● **Given task**: Your task is to repeat the lines below exactly, excluding any pictures they contain.

[START OF Input for this task]

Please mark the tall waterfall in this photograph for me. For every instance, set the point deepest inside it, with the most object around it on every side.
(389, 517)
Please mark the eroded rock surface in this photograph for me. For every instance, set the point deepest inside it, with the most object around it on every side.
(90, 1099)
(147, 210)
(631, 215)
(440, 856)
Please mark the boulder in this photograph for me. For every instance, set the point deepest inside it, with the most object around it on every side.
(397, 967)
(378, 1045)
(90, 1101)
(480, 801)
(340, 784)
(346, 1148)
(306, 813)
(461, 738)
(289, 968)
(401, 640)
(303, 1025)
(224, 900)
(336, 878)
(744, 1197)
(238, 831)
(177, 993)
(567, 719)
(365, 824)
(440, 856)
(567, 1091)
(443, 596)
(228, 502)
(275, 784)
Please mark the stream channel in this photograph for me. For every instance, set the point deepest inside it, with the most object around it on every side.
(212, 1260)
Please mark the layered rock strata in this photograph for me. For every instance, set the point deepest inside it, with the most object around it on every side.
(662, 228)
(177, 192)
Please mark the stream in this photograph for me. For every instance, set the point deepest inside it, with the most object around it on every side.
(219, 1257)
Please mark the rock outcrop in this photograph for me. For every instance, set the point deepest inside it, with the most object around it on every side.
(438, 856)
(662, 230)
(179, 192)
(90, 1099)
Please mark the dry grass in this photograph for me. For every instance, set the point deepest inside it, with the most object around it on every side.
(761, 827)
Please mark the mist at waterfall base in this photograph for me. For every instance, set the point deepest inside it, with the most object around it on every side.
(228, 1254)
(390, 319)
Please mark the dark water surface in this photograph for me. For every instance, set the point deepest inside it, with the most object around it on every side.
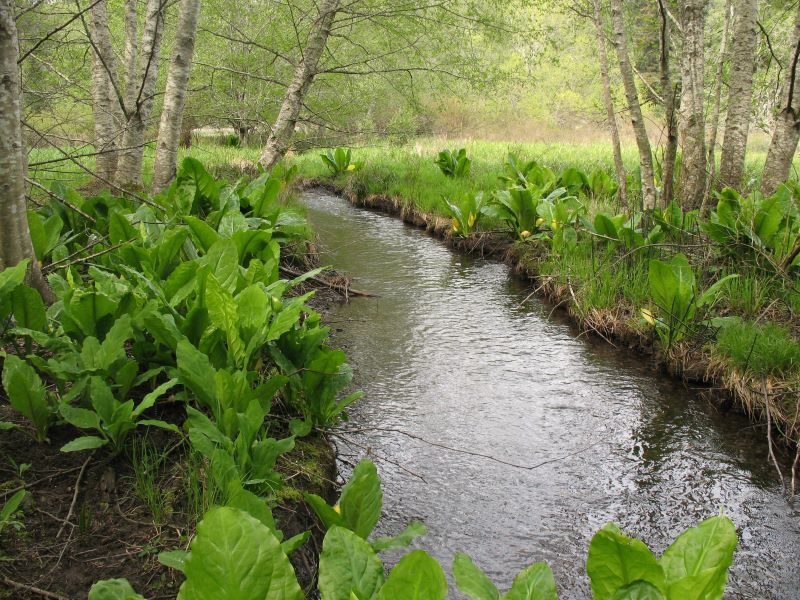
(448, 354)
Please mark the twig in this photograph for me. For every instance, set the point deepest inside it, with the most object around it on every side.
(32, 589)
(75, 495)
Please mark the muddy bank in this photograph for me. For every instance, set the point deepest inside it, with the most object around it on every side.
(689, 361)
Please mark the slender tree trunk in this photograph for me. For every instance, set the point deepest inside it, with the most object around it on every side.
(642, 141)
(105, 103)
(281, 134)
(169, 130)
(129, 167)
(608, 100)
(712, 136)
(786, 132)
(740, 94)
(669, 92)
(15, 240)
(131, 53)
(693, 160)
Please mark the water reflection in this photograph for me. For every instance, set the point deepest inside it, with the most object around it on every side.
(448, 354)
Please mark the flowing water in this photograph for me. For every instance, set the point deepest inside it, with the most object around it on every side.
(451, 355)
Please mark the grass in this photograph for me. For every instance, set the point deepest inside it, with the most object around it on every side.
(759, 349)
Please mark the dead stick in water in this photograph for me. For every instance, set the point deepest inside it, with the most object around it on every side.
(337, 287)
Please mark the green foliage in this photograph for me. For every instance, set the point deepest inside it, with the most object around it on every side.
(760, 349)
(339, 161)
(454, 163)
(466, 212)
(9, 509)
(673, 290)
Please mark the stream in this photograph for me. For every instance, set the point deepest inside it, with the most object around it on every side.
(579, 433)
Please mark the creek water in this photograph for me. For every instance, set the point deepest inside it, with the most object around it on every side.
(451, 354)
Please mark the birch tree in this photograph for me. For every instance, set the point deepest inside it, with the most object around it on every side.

[END OF Input for this task]

● **Correct response**:
Please mark the tall waterfall in this photograph for me. For every instance, set the point deepest inside it, with the most object around it on every side.
(389, 517)
Please mark the eroded rock surface in this photograph for me. For every instance, set the point deepest inside it, with the most object around it on every side.
(90, 1099)
(147, 210)
(631, 215)
(440, 856)
Please mark the boulder in this photograph for me. For every instance, set the point deepest inside it, with the most object around it on every side.
(397, 967)
(378, 1045)
(90, 1101)
(480, 801)
(340, 784)
(346, 1148)
(306, 813)
(461, 738)
(289, 968)
(401, 640)
(303, 1025)
(224, 900)
(336, 878)
(744, 1197)
(238, 831)
(177, 993)
(567, 719)
(365, 824)
(440, 856)
(567, 1091)
(443, 596)
(228, 502)
(275, 784)
Please mark the stream channel in this photograph for me. For every instance, set the point deepest inside it, with the most object around it on every side.
(212, 1260)
Please mark the layered rock strata in this photograph for me. For every instance, set the point deepest inside it, with the most object around it on every side.
(662, 228)
(177, 192)
Please mark the stream in this photograph for me. For every instance, set the point deepest inside it, with the most object around it on every side.
(219, 1257)
Please mark the rock outcrop in this photograph for me. For every instance, set the point deepest inside it, with the most object around it on every side.
(438, 856)
(662, 230)
(179, 192)
(90, 1099)
Please mark the dry grass in this photograph for me. For every instance, set the point deepest inside it, with the most object around it on every side.
(761, 827)
Please mark the mist at waterfall base in this photograph for me. For every instance, set the point deepest inside it, with the most object around it on every side.
(228, 1254)
(390, 319)
Please mark the dark water surface in this photograph for me. For every instance, set the point deepest inside it, with the most object around it on every side.
(448, 354)
Please mark the twig in this photograph for me. For every instance, set the point deepest inside it, with the most object around it on every side.
(32, 589)
(75, 495)
Please mark the muddy bank in this photograph for me. For every instance, set the point deepest inside it, with the most object around it on every side.
(689, 361)
Please mark the slender tree trunk in this photograph for me. For every instance, set the point deepest inside it, with the most object around it on every side.
(642, 141)
(105, 103)
(281, 134)
(169, 130)
(129, 167)
(608, 100)
(712, 136)
(786, 132)
(740, 94)
(669, 92)
(15, 240)
(131, 53)
(693, 160)
Please mark the water reflection in this photograph for me. For every instance, set the point deepest inside it, with the most object around it on every side.
(448, 354)
Please mark the flowing water in this photograph for me. For every instance, set the point deepest inside it, with the most object around it on every side.
(451, 355)
Please mark the grass in this photograph for me. For every instance, set the point deepest inside it, with the most object around it on every side.
(759, 349)
Please mark the dead stick in water in this photograph for me. For every instance, set the point deepest inside it, with the most object around it on every side.
(337, 287)
Please mark the green foliage in this photograph for me. For every instance, set the point deepest inside it, with the most object around it on every side.
(760, 349)
(339, 161)
(454, 163)
(466, 212)
(9, 509)
(673, 290)
Please mark the stream in this photograph for me. For every instance, set the point deepest inside it, with the most object around it on every side.
(579, 433)
Please mark the creek water in this photograph for me. For every instance, set the point deepest inside it, with the most object around it on every side.
(451, 354)
Please mark the birch tree in this photograph for me. For every instance, set the point deepest inside it, with the most object around it on every side.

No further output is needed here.